**WHAT TO PRODUCE**
In the entries below, find the line containing "the white interior", then copy it and every later line exactly, ending with the last line.

:: RECORDS SUPPLIED ::

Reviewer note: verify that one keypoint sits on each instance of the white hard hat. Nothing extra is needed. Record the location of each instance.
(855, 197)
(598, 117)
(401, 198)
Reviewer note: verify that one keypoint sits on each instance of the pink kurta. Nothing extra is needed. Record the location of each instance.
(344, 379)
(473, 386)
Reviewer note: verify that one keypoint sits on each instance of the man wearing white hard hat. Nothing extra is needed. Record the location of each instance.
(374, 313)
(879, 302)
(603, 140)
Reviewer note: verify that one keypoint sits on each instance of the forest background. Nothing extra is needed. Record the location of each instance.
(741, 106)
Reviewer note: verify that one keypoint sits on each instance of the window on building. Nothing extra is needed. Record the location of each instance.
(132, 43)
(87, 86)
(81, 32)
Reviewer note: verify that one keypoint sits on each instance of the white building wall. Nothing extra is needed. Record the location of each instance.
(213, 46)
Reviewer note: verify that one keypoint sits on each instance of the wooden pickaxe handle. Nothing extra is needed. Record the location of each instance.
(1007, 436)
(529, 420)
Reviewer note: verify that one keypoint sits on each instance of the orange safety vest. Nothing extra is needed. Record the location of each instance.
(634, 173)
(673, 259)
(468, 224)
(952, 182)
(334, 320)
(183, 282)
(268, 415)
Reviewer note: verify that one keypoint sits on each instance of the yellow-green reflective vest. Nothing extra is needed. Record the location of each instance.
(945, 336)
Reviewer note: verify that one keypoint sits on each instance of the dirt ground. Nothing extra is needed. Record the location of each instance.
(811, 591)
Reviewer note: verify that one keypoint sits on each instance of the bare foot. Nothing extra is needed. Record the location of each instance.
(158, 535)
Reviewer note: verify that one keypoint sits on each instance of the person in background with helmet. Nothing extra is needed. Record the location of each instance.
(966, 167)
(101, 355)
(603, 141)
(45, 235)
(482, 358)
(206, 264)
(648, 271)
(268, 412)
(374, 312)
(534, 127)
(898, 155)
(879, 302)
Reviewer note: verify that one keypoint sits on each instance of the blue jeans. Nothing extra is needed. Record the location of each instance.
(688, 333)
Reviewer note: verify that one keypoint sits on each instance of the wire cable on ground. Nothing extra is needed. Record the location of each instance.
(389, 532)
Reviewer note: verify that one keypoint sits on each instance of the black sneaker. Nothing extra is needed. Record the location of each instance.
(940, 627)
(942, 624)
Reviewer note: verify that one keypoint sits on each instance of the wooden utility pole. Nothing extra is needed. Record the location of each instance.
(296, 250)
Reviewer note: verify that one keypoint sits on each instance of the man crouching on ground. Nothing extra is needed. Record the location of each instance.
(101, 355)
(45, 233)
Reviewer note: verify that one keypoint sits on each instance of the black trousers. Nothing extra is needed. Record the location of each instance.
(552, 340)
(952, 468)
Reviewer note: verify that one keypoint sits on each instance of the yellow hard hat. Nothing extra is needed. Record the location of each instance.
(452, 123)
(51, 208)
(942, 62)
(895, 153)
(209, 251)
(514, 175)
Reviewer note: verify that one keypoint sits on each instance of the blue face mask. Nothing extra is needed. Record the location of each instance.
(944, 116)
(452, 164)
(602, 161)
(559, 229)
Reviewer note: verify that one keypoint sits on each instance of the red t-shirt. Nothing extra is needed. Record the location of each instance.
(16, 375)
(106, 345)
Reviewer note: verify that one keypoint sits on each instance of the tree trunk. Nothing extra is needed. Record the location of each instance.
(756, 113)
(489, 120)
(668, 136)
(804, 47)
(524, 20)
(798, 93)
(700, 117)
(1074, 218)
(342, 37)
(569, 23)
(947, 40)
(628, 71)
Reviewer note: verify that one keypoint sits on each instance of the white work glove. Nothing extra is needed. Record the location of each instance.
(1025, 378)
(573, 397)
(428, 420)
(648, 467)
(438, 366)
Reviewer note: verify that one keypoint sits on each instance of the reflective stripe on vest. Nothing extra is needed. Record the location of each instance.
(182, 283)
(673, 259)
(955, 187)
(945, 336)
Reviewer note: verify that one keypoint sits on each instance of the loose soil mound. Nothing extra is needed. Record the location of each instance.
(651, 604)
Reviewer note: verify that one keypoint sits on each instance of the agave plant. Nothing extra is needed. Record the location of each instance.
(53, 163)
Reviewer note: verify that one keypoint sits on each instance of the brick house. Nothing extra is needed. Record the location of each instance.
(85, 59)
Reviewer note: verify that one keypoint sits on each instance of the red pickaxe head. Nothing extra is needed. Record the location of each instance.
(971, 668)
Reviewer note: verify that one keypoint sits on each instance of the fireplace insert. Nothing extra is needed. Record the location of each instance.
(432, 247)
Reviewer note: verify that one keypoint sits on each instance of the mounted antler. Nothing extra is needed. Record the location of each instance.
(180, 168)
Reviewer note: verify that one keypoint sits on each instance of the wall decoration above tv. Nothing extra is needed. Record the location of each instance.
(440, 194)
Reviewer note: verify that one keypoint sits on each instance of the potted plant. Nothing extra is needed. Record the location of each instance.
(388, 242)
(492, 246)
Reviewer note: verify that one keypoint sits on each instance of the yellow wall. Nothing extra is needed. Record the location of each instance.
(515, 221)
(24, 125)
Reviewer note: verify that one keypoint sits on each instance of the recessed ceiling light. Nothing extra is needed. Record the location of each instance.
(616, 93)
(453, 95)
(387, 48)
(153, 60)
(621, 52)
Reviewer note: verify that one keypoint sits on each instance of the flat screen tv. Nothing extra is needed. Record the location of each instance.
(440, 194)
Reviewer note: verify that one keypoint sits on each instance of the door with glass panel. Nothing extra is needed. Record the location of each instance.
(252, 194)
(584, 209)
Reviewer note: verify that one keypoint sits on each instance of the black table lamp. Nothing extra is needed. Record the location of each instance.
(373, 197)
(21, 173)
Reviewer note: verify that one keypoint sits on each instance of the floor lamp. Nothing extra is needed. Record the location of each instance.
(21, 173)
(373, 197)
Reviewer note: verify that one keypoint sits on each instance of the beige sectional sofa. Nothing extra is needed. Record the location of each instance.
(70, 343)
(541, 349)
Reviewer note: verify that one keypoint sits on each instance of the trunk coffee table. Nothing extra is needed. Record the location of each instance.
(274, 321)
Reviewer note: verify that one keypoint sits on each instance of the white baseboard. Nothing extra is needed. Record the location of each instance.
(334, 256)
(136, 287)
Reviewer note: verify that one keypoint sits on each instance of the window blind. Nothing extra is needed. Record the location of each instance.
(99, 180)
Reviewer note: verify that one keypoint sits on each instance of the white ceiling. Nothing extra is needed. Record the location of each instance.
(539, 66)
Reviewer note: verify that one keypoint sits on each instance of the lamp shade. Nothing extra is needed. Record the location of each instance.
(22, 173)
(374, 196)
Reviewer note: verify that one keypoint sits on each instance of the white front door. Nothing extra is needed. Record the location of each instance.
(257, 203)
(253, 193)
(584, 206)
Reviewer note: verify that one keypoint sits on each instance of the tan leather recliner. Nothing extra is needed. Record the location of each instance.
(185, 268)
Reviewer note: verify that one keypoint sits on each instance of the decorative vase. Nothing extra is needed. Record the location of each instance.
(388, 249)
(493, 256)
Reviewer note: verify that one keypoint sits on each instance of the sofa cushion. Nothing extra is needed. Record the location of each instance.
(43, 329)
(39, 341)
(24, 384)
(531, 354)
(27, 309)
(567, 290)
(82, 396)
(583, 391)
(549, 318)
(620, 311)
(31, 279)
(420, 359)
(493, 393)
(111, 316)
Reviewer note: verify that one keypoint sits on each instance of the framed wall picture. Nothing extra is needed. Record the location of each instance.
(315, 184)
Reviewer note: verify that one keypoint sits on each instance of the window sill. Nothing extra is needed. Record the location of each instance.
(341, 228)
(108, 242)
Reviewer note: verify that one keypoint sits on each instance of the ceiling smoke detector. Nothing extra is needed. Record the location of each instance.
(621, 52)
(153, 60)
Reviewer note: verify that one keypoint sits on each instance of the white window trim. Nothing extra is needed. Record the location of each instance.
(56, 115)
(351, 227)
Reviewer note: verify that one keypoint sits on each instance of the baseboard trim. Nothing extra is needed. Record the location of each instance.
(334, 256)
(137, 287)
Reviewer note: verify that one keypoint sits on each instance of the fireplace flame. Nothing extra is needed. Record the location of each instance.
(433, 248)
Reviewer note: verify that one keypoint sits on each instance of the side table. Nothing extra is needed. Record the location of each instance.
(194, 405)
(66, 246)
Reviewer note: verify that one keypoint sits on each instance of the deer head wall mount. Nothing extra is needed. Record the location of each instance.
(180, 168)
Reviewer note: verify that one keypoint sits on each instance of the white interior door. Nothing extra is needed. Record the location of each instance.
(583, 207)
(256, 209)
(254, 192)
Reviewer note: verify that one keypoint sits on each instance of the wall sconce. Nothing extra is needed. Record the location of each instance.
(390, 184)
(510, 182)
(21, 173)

:::

**SOLUTION BELOW**
Reviewer note: verify that one keypoint sits on each instance of the white interior door. Nothing extra is needed. Record the location of each instance.
(583, 207)
(256, 209)
(254, 192)
Reviewer note: verify that one keypoint sits on each instance of the wall sconce. Nothing extra is needed. Record the location of each instance.
(390, 184)
(510, 182)
(21, 173)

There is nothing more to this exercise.